Practitioner research shouldn’t stop just because you’ve qualified

Carrying out research alongside frontline social work allows you to use practice experience to shape meaningful change, says Rachel Sempija

By Rachel Sempija, social worker and PhD student, Durham
We’ve all been there. That time of year when the students in the team are sending emails or leaving post-it notes anywhere they might be seen, asking for participants for their dissertation.

For many, it’s the final requirement before they can qualify and start making the difference they hoped to when they got onto their social work course.

Eyes might have been rolled remembering ethics committees, literature reviews or the thought of the write up. For me, though, research should not stop once that dissertation is handed in.

‘We are powerfully placed’

As social workers, we are powerfully placed at the heart of many issues in society that are contentious, complex and challenging. The tensions embodied in our discipline day-to-day reflect some of the difficult decisions we make when faced with complicated and sometimes competing needs and rights.

PROVIDED DATA:

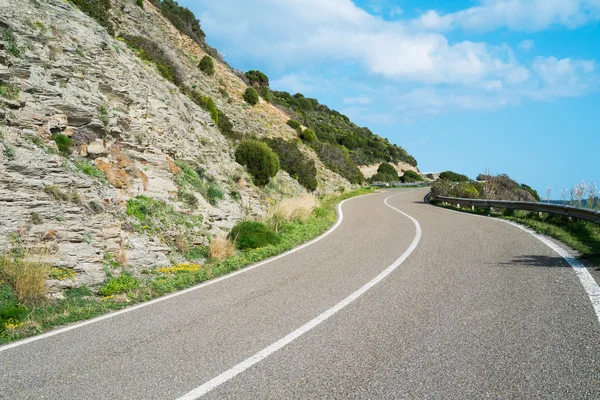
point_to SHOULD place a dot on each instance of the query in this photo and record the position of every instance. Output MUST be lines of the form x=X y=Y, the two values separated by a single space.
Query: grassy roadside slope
x=82 y=303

TASKS TO PERFORM:
1. In the article on practitioner research, what two roles does Rachel Sempija hold?
2. Name the parts of dissertation research that the article on practitioner research says might make eyes roll.
3. Carry on the article on practitioner research from its last sentence.

OUTPUTS BY TASK:
1. She is a social worker and a PhD student.

2. Ethics committees, literature reviews, the write up

3.
These decisions are often made with skill and insight (rather than by the crystal ball I half-expected on graduation and the allocation of a caseload) but we still tend to be subject to sweeping changes to our practice at short notice, via top-down policy initiatives or in response to media reports.

Voicing experience

Things are getting better since Munro’s reviews. In Durham, the meetings we have with our principal social worker have been a new opportunity to share the experience of being on the frontline. Organisational cultures have the potential to be more open and listening.

But we have a long way to go before research – and practitioner-researcher in particular – is embraced. Other disciplines such as clinical psychology (with the scientist-practitioner model a core part of training) seem to do this much better.

Facilitating change from the bottom up

If we want social workers to be viewed as credible, well-trained practitioners then I think research is a key part of the journey to facilitating healthier change from the bottom up. The more we hear the voices of those experiencing services and of those delivering them, the better positioned we are to shape meaningful change hand-in-hand.

I think I was luckier than most. My final year placement in (what was then) a child in need team became a permanent role after I graduated and I was able to stay with a well-established team headed by a strong, nurturing manager.

Whilst our team meetings invariably covered the statistical outputs from county hall and we prided ourselves on largely being “in the green” for assessment timescales, my manager supported me when I was thinking about my PhD.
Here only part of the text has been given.